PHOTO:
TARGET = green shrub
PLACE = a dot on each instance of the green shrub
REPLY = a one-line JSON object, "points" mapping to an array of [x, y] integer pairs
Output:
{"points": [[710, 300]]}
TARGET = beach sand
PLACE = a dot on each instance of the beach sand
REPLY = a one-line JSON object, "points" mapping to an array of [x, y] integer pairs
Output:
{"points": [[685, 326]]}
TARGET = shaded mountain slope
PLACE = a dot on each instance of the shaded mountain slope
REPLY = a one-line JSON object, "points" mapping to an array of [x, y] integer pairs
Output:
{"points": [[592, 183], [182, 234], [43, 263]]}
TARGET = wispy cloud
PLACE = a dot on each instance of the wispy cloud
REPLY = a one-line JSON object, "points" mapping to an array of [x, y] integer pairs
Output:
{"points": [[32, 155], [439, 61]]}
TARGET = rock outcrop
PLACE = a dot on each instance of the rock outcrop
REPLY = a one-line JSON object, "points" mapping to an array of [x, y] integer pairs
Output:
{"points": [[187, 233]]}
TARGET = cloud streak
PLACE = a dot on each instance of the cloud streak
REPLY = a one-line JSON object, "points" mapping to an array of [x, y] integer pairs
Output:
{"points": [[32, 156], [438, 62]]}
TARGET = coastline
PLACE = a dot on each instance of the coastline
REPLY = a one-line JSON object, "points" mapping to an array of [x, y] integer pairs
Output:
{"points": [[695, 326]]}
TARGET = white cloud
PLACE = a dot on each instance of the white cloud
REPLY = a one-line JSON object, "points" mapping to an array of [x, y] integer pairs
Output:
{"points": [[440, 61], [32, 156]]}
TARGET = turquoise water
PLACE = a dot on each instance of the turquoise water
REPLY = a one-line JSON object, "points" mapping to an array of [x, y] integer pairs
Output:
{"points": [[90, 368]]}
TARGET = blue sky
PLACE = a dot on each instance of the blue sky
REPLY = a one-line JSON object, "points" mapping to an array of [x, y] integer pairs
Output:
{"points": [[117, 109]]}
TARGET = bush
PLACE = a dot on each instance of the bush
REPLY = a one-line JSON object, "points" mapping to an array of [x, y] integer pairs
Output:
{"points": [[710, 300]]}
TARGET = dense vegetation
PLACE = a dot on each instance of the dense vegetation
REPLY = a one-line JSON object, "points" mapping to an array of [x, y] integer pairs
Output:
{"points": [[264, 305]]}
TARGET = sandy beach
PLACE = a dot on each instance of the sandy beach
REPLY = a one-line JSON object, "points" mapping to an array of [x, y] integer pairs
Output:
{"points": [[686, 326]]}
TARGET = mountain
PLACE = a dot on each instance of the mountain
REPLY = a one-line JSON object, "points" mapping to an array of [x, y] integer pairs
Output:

——————

What is needed here is an exact reproduction of all the entries.

=== Output of the exercise ===
PHOTO:
TARGET = green shrub
PLACE = a dot on each instance of the green shrub
REPLY = a one-line JSON object, "points" mapping to an array of [x, y] integer pairs
Output:
{"points": [[710, 300]]}
TARGET = beach sand
PLACE = a dot on each instance of the beach sand
REPLY = a one-line JSON object, "points" mapping to an array of [x, y] integer pairs
Output:
{"points": [[685, 326]]}
TARGET = shaded mountain slope
PLACE = a dot on each instance of the shaded mountain slope
REPLY = a one-line JSON object, "points" mapping to an array of [x, y] integer pairs
Output:
{"points": [[592, 183], [182, 234], [43, 263]]}
TARGET = wispy cloud
PLACE = a dot on each instance of the wispy cloud
REPLY = a one-line JSON object, "points" mapping to an array of [x, y] integer pairs
Output:
{"points": [[32, 155], [439, 61]]}
TARGET = rock outcrop
PLACE = a dot on each instance of the rock outcrop
REPLY = a one-line JSON object, "points" mapping to an array of [x, y] integer pairs
Output:
{"points": [[187, 233]]}
TARGET = cloud streak
PLACE = a dot on each instance of the cloud streak
REPLY = a one-line JSON object, "points" mapping to an array of [x, y] integer pairs
Output:
{"points": [[32, 156], [438, 62]]}
TARGET = coastline
PLACE = a dot on each instance of the coastline
REPLY = a one-line JSON object, "points" mapping to an array of [x, y] integer pairs
Output:
{"points": [[695, 326]]}
TARGET = white cloud
PLACE = a dot on each instance of the white cloud
REPLY = a one-line JSON object, "points" mapping to an array of [x, y] integer pairs
Output:
{"points": [[440, 61], [32, 156]]}
TARGET = turquoise water
PLACE = a dot on each instance of the turquoise water
REPLY = a one-line JSON object, "points" mapping to an array of [x, y] integer pairs
Output:
{"points": [[90, 368]]}
TARGET = blue sky
PLACE = a dot on each instance of the blue sky
REPLY = a one-line JSON object, "points" mapping to an array of [x, y] integer pairs
Output:
{"points": [[117, 109]]}
TARGET = bush
PLACE = a dot on each instance of the bush
REPLY = a one-line JSON object, "points" mapping to an array of [x, y] integer pairs
Output:
{"points": [[710, 300]]}
TARGET = dense vegetation
PLACE = a dot on each instance of the dense vegetation
REPLY = a one-line JSON object, "points" mapping to an array of [x, y] integer pairs
Output:
{"points": [[264, 305]]}
TARGET = sandy beach
PLACE = a dot on each instance of the sandy beach
REPLY = a one-line JSON object, "points" mapping to an array of [x, y] integer pairs
Output:
{"points": [[686, 326]]}
TARGET = mountain
PLACE = a dot on each instance of the mountain
REPLY = a one-line JSON object, "points" mapping to an array of [x, y] integer pairs
Output:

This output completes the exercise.